* _Data to process_:

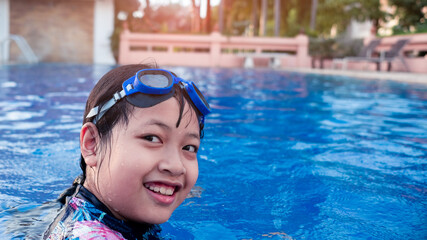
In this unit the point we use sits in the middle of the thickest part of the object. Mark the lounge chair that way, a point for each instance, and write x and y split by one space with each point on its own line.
365 54
388 56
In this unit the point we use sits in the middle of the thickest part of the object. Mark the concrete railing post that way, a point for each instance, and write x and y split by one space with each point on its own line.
302 50
124 47
215 49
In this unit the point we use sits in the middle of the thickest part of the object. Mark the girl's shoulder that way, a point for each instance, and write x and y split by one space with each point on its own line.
82 220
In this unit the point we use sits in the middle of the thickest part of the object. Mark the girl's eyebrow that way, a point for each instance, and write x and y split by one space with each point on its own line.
158 123
168 128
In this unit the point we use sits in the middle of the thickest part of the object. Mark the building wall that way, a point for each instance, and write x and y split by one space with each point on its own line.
56 30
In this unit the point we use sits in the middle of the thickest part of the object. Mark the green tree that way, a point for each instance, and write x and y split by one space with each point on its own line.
410 14
339 13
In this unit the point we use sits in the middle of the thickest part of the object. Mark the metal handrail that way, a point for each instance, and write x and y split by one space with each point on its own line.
22 45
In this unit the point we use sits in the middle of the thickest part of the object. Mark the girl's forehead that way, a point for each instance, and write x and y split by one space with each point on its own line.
168 113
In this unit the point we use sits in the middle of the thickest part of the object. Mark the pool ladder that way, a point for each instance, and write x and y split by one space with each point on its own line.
22 45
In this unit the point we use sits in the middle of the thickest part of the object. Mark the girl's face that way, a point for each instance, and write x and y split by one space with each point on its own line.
151 165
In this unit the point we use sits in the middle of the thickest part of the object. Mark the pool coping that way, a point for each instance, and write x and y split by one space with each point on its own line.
396 76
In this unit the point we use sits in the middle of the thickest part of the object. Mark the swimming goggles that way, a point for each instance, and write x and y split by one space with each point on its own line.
151 86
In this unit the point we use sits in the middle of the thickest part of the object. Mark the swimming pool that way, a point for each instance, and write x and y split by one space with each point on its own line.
285 155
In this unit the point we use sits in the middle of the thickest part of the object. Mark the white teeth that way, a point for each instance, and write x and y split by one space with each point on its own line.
161 190
169 192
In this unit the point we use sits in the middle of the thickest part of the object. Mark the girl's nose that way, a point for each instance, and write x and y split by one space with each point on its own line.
172 164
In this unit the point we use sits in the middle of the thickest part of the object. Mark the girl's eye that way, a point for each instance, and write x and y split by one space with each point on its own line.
190 148
152 138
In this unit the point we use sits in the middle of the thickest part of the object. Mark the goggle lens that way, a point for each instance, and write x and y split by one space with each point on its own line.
155 81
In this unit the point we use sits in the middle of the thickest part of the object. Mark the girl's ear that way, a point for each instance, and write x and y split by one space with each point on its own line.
89 141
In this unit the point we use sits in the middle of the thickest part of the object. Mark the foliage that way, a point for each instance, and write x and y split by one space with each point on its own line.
334 48
410 14
339 13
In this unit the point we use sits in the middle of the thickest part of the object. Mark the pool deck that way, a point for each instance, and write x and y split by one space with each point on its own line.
396 76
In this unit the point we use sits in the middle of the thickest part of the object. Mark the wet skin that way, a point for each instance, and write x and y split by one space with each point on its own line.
150 166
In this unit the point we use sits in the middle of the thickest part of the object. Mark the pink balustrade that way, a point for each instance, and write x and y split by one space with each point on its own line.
414 54
212 50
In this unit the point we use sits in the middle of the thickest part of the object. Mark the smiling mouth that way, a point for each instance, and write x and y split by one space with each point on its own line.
162 189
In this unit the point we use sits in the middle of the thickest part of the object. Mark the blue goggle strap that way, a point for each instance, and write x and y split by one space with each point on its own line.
100 112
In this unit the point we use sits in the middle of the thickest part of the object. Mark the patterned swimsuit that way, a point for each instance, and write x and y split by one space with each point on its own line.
83 216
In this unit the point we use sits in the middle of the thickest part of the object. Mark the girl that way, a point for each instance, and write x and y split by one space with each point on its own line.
139 140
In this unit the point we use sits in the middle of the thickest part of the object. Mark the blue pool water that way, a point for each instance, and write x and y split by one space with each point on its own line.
285 155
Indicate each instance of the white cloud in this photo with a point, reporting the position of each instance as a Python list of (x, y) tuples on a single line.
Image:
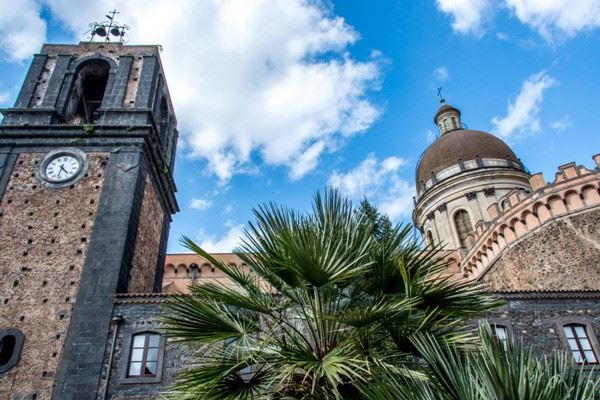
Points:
[(379, 182), (200, 204), (562, 124), (4, 97), (555, 18), (522, 113), (441, 74), (222, 244), (552, 19), (22, 30), (468, 16), (430, 136), (266, 78), (502, 36)]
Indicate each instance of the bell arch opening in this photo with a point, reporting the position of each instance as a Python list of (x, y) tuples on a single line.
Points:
[(88, 92)]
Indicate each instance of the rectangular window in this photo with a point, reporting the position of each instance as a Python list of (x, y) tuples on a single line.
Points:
[(143, 359), (502, 335), (579, 344)]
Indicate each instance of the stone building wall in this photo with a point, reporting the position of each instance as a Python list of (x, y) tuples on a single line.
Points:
[(48, 231), (140, 313), (535, 319), (562, 255), (147, 242), (473, 191)]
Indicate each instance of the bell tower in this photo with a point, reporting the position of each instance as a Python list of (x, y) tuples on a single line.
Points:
[(86, 198)]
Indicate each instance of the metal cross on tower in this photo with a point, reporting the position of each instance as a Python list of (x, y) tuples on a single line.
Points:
[(109, 28)]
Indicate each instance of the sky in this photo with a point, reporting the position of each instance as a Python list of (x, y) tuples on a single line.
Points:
[(277, 99)]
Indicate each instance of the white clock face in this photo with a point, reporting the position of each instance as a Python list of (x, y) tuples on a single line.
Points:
[(62, 168)]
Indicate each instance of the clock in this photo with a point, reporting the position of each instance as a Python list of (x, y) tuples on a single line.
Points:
[(62, 167)]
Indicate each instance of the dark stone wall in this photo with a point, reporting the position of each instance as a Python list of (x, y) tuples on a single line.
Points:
[(533, 320), (140, 313), (562, 255)]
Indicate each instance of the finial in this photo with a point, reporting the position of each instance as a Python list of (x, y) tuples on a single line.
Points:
[(105, 29), (442, 100)]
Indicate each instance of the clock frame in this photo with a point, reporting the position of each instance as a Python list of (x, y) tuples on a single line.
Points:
[(46, 181)]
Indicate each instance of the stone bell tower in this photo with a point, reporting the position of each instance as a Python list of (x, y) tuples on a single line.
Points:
[(86, 198)]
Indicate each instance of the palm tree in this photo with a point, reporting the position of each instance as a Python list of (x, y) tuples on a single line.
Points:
[(327, 308), (489, 372)]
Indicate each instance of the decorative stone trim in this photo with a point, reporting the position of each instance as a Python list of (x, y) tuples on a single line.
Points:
[(575, 189)]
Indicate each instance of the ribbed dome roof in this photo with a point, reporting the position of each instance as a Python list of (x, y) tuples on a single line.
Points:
[(460, 145)]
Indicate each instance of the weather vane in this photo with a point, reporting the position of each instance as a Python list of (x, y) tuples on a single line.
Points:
[(440, 96), (108, 29)]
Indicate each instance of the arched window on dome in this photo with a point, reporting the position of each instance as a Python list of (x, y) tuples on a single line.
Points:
[(429, 237), (463, 226)]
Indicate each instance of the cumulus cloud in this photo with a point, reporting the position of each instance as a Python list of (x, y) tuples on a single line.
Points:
[(225, 243), (22, 30), (266, 80), (4, 97), (555, 18), (562, 124), (380, 182), (441, 74), (468, 16), (522, 113), (552, 19), (200, 204)]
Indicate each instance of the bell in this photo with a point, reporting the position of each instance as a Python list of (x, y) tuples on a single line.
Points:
[(100, 31)]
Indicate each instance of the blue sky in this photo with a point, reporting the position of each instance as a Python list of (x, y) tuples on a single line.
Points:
[(276, 99)]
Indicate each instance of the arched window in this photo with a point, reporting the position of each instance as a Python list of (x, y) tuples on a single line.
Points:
[(143, 358), (429, 236), (7, 348), (163, 120), (11, 343), (580, 344), (463, 225), (88, 92)]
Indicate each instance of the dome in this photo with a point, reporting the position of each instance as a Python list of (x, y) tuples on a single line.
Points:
[(460, 145)]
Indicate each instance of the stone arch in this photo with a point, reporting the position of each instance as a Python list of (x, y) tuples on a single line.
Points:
[(169, 269), (206, 267), (557, 205), (463, 225), (429, 237), (453, 265), (507, 233), (88, 84), (518, 226), (181, 269), (542, 211), (531, 221), (573, 200), (590, 195)]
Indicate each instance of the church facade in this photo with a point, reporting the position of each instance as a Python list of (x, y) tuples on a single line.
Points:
[(87, 194)]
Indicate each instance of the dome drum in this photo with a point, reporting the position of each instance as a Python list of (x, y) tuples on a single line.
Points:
[(462, 150)]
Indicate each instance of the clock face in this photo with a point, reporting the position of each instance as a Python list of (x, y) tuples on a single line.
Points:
[(62, 168)]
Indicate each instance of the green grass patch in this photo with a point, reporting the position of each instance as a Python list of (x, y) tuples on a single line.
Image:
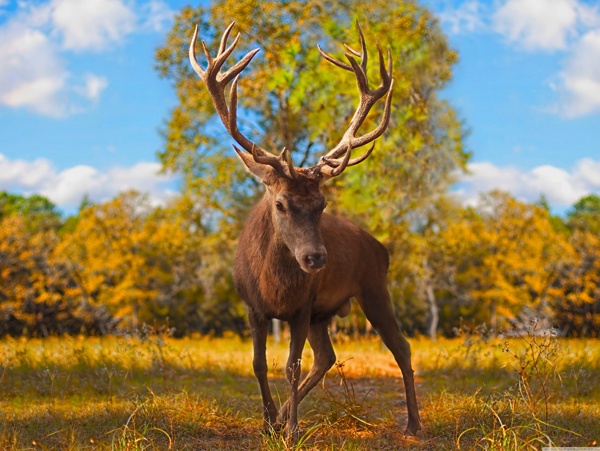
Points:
[(124, 393)]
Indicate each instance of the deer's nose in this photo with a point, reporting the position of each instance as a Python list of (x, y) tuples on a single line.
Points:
[(316, 261)]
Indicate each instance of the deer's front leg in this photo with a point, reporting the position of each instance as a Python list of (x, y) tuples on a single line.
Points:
[(299, 327), (259, 327)]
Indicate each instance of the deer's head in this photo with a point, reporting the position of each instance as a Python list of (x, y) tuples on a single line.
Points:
[(293, 194)]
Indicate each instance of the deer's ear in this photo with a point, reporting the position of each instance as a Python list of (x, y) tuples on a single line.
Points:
[(264, 172)]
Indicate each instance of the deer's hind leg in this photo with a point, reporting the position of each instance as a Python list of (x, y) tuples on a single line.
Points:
[(320, 342), (259, 326), (377, 306)]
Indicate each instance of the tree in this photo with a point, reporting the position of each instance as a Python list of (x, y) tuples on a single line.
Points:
[(150, 264), (291, 97), (575, 296)]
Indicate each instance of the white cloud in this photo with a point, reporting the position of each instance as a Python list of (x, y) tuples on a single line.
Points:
[(37, 39), (93, 86), (466, 18), (91, 24), (66, 188), (537, 24), (158, 15), (580, 79), (31, 74), (562, 188)]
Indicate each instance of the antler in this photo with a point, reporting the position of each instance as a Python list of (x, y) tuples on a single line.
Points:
[(216, 81), (338, 158)]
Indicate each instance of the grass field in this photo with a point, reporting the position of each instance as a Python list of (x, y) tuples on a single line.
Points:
[(157, 393)]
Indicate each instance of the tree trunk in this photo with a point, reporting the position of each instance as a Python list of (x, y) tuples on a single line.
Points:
[(434, 311)]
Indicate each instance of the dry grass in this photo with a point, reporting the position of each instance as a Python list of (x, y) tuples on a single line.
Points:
[(124, 393)]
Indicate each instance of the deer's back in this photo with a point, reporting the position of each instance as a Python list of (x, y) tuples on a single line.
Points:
[(356, 263)]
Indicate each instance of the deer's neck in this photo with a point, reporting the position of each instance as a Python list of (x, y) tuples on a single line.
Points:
[(283, 286)]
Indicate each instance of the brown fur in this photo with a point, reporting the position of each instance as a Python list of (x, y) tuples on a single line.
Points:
[(272, 282)]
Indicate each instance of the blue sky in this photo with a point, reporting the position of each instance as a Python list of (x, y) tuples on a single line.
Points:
[(81, 105)]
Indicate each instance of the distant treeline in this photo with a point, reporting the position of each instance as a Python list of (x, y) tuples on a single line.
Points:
[(123, 263)]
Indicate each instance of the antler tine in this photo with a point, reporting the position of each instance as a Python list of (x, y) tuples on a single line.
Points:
[(192, 54), (338, 158), (216, 81), (284, 160)]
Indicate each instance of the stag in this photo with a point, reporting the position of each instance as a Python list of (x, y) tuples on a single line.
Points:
[(297, 263)]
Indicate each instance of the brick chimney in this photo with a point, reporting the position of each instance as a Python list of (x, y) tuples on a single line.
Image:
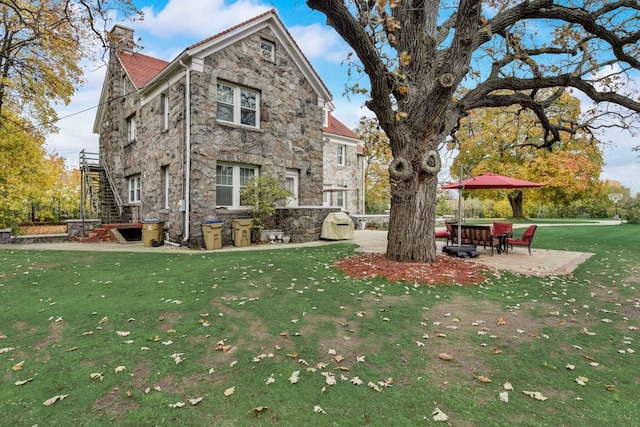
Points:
[(121, 38)]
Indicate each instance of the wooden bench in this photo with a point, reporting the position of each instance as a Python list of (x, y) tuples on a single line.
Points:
[(477, 235)]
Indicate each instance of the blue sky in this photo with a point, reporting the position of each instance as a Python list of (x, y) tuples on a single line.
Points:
[(171, 25)]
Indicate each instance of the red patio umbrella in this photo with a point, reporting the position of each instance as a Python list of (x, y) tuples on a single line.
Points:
[(481, 182), (491, 180)]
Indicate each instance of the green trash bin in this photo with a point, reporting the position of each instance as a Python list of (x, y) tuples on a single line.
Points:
[(242, 231), (152, 230), (212, 232)]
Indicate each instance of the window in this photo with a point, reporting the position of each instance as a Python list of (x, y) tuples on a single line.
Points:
[(338, 199), (291, 184), (135, 189), (164, 176), (341, 150), (230, 180), (131, 129), (164, 108), (267, 50), (237, 105)]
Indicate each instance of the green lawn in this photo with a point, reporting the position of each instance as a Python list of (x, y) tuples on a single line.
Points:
[(158, 329)]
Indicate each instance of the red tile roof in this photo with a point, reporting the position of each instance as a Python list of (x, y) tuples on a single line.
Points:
[(336, 127), (141, 68)]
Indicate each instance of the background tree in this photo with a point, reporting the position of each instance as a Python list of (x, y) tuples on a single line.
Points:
[(499, 140), (377, 156), (42, 46), (430, 63)]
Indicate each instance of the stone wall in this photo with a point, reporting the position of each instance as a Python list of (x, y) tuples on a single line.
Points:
[(289, 136), (79, 228), (302, 223), (348, 176)]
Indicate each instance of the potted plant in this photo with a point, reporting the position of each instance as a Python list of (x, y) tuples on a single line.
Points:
[(261, 195)]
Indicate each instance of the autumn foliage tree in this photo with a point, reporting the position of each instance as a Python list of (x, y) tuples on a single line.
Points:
[(42, 46), (503, 140), (430, 63)]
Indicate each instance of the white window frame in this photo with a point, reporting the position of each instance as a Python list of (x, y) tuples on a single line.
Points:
[(340, 199), (267, 50), (236, 185), (292, 176), (341, 153), (135, 188), (236, 104), (131, 128), (164, 170), (165, 110)]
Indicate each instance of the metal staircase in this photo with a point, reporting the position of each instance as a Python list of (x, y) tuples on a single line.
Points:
[(99, 198)]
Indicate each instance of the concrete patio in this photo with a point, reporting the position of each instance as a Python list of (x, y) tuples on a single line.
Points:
[(541, 262)]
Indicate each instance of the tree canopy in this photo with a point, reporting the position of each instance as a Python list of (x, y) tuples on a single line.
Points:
[(496, 140), (430, 63)]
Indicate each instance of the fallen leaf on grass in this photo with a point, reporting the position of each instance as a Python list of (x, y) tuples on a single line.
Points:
[(259, 410), (438, 415), (374, 386), (55, 399), (195, 401), (536, 395), (97, 376)]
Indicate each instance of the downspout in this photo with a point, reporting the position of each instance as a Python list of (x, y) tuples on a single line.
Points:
[(187, 161)]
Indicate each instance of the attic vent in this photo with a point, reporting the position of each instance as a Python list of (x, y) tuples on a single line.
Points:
[(267, 50)]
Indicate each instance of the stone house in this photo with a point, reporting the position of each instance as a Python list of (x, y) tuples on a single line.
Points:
[(179, 139)]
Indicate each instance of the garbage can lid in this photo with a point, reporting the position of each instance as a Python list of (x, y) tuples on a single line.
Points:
[(211, 221)]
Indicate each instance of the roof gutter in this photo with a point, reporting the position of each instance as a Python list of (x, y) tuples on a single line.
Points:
[(187, 160)]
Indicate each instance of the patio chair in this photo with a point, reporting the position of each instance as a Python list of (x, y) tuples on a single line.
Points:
[(524, 240), (445, 234), (499, 234)]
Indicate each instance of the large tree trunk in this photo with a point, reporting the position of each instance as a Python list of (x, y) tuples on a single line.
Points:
[(412, 220), (414, 180), (515, 200)]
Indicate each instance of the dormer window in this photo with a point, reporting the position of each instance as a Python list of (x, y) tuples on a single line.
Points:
[(267, 50)]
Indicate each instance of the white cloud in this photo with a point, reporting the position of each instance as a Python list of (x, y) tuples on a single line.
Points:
[(197, 18), (320, 42)]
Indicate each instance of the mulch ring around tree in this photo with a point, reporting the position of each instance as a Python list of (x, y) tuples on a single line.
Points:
[(445, 270)]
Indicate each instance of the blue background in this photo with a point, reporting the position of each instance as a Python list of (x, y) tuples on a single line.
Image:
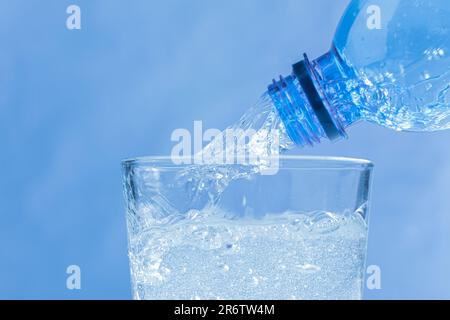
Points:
[(74, 103)]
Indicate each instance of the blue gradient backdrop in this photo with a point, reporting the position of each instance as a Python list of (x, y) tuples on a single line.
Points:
[(74, 103)]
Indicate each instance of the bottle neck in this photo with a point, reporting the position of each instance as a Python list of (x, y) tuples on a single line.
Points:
[(313, 102)]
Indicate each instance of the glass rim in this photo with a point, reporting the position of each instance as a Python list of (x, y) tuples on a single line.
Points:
[(286, 162)]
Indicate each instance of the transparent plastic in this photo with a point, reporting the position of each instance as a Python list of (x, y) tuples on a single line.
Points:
[(389, 64)]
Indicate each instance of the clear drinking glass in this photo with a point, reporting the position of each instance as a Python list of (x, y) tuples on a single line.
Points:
[(227, 232)]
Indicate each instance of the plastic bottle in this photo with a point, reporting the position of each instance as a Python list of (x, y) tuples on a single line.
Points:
[(389, 64)]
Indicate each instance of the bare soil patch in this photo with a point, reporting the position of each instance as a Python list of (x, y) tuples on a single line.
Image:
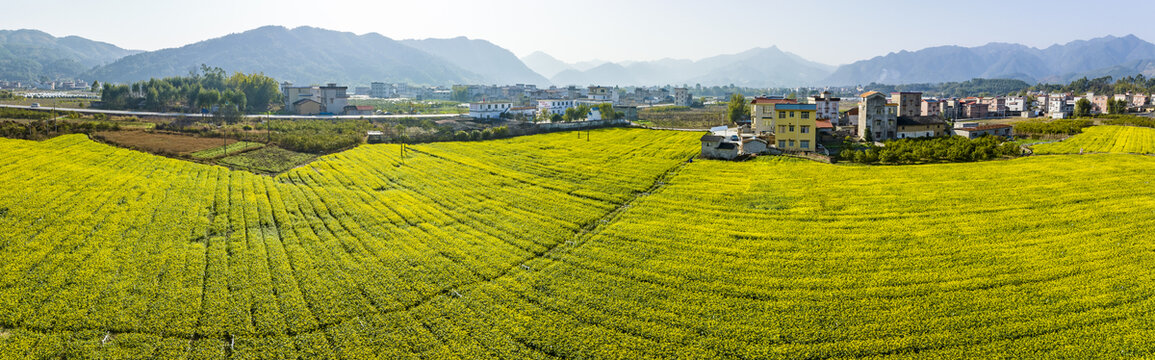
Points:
[(161, 142)]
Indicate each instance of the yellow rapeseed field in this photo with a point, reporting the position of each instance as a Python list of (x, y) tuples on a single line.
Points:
[(553, 246)]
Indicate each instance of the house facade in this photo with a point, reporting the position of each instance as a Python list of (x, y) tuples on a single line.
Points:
[(910, 104), (877, 118), (554, 106), (826, 106), (762, 113), (489, 110), (795, 126), (307, 106), (682, 97), (974, 130), (333, 98), (911, 127)]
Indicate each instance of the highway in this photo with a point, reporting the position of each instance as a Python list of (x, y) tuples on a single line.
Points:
[(163, 114)]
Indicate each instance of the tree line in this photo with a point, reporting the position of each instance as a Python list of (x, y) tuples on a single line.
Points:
[(210, 89), (954, 149), (1103, 85), (974, 87)]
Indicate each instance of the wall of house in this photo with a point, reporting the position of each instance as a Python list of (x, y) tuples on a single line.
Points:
[(877, 119), (795, 129)]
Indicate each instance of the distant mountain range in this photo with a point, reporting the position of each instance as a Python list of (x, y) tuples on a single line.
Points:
[(761, 67), (494, 64), (32, 55), (997, 60), (311, 55)]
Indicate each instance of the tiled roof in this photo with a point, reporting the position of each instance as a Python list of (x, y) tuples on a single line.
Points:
[(769, 100), (919, 120), (988, 127), (796, 106)]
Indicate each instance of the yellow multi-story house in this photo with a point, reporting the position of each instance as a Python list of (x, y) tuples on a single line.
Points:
[(792, 125)]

* _What the task asks_: Every line above that holds the word "deer" should be copied out.

* _Your solution_:
Indicate each instance of the deer's nose in this photo with a point, reporting the position of each instance as a Python list of (x, y) tuples on a single line.
Indicate each instance of the deer's front leg in this photo with a point, reporting the position of each instance as a Python list of (x, y) tuples on a single line.
Indicate each instance of the deer's head in this photo with a point, reporting the position of each instance as a Python list of (x, y) tuples on a single line.
Indicate each instance of the deer's ear in this photo with a point, reporting the position of each instance as a Python list of (x, y) tuples on a single line.
Indicate each instance of the deer's hind leg in this photo with a point, reporting the position of each instance as a Python list of (x, y) tuples on a single line.
Indicate each instance of the deer's back in this photo with a point, reporting the position of each instance as a Python list of (x, y) tuples on a single line.
Indicate each instance of the deer's neck in this photo with a point, reporting the position of each instance as a Python list of (x, y) tuples on a single line.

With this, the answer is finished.